요청 사항: 아래 목록에서 "screen"라는 단어가 들어간 줄을 모두 찾아 빠짐없이 옮겨 적으세요.

저장된 기록:
···
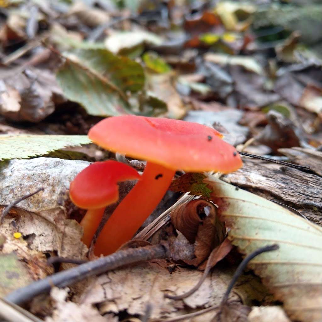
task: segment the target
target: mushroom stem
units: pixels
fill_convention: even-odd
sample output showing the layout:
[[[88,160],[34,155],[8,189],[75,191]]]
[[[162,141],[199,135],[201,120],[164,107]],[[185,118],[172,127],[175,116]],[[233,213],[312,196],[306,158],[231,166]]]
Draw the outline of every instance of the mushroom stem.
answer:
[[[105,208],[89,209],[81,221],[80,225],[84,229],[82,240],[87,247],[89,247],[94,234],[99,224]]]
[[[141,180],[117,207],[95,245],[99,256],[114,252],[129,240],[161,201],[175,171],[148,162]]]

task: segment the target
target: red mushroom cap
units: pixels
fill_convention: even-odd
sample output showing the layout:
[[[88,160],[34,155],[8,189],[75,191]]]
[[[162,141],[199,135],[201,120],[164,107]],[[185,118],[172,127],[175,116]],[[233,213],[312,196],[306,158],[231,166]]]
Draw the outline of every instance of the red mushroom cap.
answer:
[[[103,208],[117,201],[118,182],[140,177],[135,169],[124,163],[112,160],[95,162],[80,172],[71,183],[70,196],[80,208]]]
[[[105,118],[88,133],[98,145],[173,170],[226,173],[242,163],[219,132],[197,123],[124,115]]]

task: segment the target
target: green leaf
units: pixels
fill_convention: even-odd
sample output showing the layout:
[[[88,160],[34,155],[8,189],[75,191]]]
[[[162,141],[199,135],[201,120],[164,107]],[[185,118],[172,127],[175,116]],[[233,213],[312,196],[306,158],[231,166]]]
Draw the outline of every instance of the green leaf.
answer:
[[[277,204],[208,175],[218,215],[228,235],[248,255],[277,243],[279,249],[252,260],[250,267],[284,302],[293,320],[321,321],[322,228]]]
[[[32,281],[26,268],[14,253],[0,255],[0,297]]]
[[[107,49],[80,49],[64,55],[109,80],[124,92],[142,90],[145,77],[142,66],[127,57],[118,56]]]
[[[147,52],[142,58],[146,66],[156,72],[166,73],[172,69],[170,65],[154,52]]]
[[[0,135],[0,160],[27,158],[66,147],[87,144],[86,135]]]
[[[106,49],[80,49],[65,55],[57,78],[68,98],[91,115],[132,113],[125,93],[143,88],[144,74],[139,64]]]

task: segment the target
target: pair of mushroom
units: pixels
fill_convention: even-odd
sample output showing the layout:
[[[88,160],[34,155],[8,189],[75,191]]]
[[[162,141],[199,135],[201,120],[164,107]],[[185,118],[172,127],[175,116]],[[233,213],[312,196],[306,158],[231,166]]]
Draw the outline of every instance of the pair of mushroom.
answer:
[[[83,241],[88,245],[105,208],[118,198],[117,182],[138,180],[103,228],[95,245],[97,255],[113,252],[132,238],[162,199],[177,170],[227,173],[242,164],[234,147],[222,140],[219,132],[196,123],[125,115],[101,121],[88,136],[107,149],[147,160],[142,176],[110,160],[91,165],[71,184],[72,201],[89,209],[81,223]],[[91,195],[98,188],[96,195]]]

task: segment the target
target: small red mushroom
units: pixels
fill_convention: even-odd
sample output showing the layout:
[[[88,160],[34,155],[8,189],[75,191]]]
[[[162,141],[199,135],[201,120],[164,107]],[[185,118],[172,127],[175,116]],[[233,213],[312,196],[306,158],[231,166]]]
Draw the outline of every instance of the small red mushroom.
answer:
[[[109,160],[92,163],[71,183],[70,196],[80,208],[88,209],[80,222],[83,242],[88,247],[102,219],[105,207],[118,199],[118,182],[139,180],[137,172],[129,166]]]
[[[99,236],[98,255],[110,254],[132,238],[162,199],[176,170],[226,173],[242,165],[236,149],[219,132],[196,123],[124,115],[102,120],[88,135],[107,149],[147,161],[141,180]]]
···
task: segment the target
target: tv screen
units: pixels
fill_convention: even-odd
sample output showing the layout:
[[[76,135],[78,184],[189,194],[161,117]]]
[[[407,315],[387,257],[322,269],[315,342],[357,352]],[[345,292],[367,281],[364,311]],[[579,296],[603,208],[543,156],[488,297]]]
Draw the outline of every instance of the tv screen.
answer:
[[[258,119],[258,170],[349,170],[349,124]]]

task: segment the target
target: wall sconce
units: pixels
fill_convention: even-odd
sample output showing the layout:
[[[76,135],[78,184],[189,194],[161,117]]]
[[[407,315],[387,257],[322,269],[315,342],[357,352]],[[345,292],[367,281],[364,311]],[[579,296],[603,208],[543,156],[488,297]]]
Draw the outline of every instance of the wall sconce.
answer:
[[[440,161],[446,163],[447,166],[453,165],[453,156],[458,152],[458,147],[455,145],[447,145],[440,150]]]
···
작업 답변:
target: tv screen
Draw the outline of every instance of the tv screen.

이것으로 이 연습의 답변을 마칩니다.